■ SHORT PROBLEM 1: Extract everything from "Post an intro" down to "site there is." in the forum thread on rusting shower drains.

**** SELECTED EXTRACT ****

# Rusting of shower drains



## Adame (Dec 27, 2017)

After years of my earning, I bought a pretty good house from a real estate broker 2 months back. It is a double-storeyed house with bath attached bedrooms. Although it is not that old house, there are certain issues with the bathrooms. A few of the issues I repaired. 

There was a leak in the toilet tank because of the refill tube going down into the overflow tube. So I held it above the top of the overflow tube by a clip which solved the issue.

Another problem was the rust in the shower drain. I wonder how easily the shower drains rust. Because of the rust, there was a foul smell coming out of it caused my child to vomit. Anyways I have to replace the shower drains. Being a plumber I had been to many plumbing drain services but till date, I haven't seen any shower drains that rusted for any house less than 2 years. What do you think can be the reason for the early rusting of shower drains?


----------



## MACPLUMB777 (Jun 18, 2008)

An intro is requested from all new members. In case you missed it, here is the link. http://www.plumbingzone.com/f3/.

The PZ is for Plumbing Professionals ( those engaged in the plumbing profession)

Post an intro and tell our members where you are from, yrs in the trade, and your area(s) of expertise in the plumbing field.

This info helps members who are waiting to welcome you to the best plumbing site there is.

We look forward to your valuable input.


----------



## MACPLUMB777 (Jun 18, 2008)

The reason the drains are rusted is because someone used drain acid,
such as sulfuric acid or muritic acid


----------



## Designer Drains (Dec 28, 2017)

*material*

one of the biggest issues with rusty drains is that usually its because they are not made of stainless steel, or if you have screws in your cover they might not be made of stainless. if thats the case then that is the culprit. replacing the cover with something made of stainless steel would be a great option.


----------



## GAN (Jul 10, 2012)

Designer Drains said:


> one of the biggest issues with rusty drains is that usually its because they are not made of stainless steel, or if you have screws in your cover they might not be made of stainless. if thats the case then that is the culprit. replacing the cover with something made of stainless steel would be a great option.

**** RECORDS FOR THIS TASK ****

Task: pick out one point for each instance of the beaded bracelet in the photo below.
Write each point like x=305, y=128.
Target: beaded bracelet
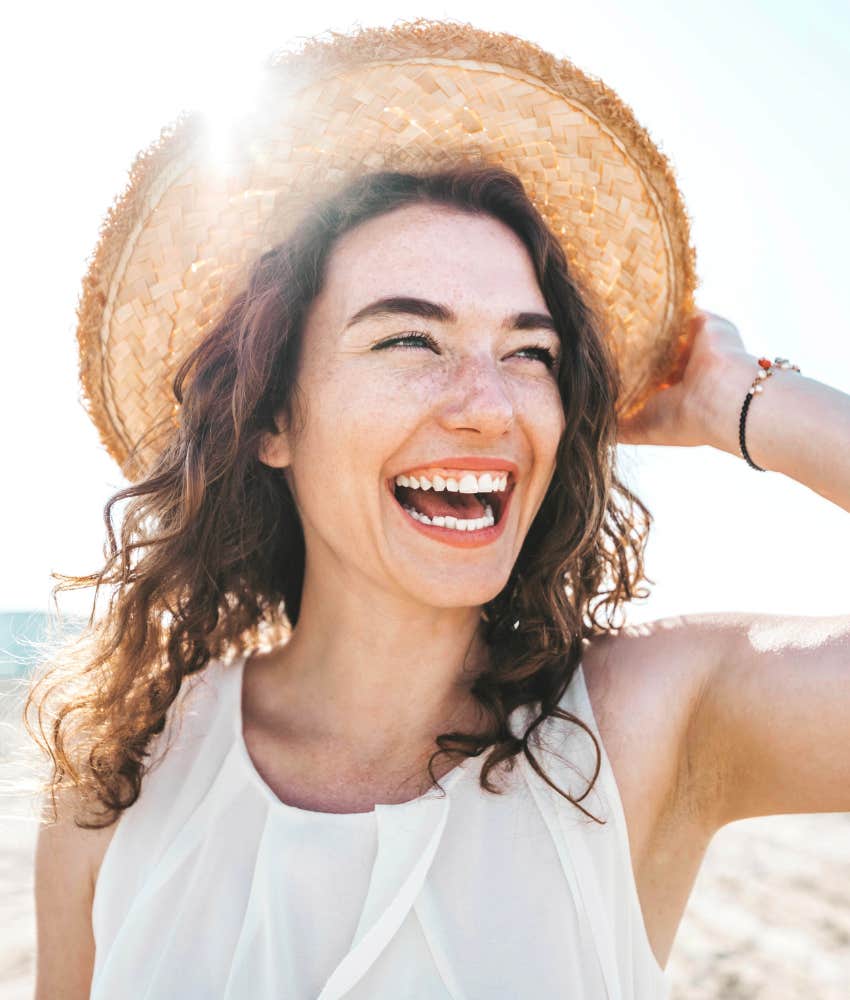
x=766, y=369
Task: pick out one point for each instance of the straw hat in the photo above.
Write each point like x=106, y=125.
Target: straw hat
x=193, y=218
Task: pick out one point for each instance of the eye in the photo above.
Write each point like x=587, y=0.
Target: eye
x=543, y=353
x=409, y=340
x=424, y=337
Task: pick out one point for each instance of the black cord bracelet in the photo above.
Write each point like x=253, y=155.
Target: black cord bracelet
x=766, y=368
x=744, y=452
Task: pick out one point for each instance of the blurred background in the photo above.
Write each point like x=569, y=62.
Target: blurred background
x=748, y=101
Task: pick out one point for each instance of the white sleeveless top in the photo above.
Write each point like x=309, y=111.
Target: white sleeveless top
x=212, y=887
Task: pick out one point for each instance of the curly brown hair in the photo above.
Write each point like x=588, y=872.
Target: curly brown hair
x=211, y=553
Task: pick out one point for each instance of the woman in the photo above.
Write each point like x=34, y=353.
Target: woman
x=398, y=441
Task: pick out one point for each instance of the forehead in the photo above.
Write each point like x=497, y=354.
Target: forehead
x=434, y=252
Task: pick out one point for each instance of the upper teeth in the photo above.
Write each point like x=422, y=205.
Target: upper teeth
x=466, y=482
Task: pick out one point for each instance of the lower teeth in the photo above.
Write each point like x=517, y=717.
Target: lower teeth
x=455, y=523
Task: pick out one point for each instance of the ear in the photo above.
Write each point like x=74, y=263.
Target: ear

****

■ SHORT PROBLEM 2: In the listing, give everything from the line containing "Task: pick out one point for each instance of the curly" down to the end of the listing again, switching "forehead" to "chin" and leaving all else unchanged.

■ FULL SOLUTION 1:
Post an intro and tell our members where you are from, yrs in the trade, and your area(s) of expertise in the plumbing field.

This info helps members who are waiting to welcome you to the best plumbing site there is.

■ FULL SOLUTION 2:
Task: pick out one point for each instance of the curly brown hair in the photo above.
Write each point like x=588, y=872.
Target: curly brown hair
x=211, y=553
Task: pick out one point for each instance of the woman in the photo above.
Write each point like x=34, y=353.
Target: woman
x=398, y=441
Task: pick out one point for each instance of the chin in the photo above.
Write each point like x=497, y=354.
Target: chin
x=434, y=252
Task: pick out one point for each instance of the upper teeth in the photo above.
Write each point like x=422, y=205.
Target: upper teeth
x=466, y=482
Task: pick out one point for each instance of the lower teeth in the photo above.
Write each point like x=517, y=717.
Target: lower teeth
x=455, y=523
Task: pick out one point for each instance of the ear in the photo above.
Write each point like x=74, y=263.
Target: ear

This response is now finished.